»»
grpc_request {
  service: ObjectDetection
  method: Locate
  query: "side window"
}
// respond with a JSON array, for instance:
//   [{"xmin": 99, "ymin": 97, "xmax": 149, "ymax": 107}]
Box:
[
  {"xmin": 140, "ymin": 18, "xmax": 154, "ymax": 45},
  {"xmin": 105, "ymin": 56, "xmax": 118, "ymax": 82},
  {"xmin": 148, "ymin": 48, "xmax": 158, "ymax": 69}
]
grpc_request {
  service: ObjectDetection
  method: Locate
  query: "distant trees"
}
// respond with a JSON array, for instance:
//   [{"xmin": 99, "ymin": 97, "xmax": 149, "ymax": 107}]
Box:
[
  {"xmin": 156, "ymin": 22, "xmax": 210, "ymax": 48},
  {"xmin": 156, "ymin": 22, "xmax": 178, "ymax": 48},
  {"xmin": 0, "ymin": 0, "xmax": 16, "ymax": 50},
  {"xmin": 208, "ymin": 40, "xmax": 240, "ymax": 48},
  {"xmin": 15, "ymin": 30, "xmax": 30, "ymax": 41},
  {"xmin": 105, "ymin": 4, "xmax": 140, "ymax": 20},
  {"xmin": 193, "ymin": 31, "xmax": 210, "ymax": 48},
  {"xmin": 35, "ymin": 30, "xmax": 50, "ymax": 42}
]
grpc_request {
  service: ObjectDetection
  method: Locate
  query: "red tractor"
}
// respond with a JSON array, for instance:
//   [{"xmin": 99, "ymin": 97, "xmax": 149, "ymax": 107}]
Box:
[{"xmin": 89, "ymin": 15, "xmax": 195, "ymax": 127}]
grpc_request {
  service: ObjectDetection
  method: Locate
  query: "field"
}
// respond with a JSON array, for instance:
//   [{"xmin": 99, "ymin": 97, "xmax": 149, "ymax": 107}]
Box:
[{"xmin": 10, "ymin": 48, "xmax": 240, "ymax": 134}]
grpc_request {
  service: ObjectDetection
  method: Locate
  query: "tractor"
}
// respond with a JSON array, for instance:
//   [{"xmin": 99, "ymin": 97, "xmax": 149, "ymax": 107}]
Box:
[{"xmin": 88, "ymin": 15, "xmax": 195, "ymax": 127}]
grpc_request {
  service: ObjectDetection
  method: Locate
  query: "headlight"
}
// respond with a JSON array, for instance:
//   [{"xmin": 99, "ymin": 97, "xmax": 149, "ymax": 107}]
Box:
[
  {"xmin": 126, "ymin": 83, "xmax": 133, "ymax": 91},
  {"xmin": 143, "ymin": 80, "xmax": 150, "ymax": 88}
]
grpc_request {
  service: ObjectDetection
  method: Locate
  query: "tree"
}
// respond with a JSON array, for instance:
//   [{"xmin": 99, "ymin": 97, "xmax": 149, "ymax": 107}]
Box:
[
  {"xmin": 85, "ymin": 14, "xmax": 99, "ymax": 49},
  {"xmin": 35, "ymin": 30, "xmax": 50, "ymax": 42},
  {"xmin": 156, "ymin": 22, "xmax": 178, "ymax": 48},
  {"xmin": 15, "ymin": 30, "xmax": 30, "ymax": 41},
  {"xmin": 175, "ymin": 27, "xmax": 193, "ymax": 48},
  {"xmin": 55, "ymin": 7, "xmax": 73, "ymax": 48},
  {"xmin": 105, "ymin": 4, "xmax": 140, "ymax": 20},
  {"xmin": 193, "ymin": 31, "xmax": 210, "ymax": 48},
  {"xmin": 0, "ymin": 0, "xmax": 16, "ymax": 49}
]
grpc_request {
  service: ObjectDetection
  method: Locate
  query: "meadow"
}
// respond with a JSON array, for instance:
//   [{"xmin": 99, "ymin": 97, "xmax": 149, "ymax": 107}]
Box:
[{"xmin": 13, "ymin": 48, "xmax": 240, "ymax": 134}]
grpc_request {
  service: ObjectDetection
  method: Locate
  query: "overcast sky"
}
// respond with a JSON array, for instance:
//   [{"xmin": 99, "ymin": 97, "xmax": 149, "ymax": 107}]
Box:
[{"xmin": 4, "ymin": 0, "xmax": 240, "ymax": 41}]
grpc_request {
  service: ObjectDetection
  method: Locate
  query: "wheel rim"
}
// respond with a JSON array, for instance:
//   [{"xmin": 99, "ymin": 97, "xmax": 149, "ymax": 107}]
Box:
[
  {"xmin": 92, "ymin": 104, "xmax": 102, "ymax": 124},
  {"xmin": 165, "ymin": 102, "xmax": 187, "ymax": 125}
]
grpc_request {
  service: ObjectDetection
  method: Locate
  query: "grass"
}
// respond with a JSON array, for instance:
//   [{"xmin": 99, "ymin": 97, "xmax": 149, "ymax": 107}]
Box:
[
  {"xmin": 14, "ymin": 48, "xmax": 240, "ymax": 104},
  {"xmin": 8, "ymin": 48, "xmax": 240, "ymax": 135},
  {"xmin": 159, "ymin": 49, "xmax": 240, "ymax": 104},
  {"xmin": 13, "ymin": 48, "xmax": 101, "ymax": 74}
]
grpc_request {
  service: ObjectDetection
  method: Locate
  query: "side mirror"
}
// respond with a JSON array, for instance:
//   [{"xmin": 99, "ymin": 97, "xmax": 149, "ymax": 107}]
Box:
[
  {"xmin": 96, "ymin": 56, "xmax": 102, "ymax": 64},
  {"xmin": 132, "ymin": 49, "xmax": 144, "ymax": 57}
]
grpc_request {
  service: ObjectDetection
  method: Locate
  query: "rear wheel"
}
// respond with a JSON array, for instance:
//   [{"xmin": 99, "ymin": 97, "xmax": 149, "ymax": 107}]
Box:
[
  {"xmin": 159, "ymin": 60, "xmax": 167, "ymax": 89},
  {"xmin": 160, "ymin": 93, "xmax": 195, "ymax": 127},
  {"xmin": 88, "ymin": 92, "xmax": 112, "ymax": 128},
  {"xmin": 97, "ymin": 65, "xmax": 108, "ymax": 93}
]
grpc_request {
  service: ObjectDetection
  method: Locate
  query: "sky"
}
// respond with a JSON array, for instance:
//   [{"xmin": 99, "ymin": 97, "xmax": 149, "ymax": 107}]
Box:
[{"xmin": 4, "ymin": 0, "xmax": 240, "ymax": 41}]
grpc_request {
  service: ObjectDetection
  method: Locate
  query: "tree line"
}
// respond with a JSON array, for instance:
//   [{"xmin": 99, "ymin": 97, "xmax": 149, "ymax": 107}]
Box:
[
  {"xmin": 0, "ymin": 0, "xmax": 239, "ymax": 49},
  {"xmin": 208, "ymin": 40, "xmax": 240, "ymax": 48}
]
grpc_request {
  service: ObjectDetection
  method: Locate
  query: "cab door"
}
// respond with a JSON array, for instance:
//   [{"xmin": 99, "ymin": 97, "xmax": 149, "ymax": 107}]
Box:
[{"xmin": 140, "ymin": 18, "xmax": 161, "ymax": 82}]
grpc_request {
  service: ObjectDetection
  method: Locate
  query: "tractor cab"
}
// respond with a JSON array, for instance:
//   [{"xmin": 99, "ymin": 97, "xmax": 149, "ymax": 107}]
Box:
««
**Task objective**
Pull out every line of the entries above that contains the string "tractor", copying each line in full. Case counts.

**Result below**
  query: "red tractor"
  query: "tractor"
  query: "tractor cab"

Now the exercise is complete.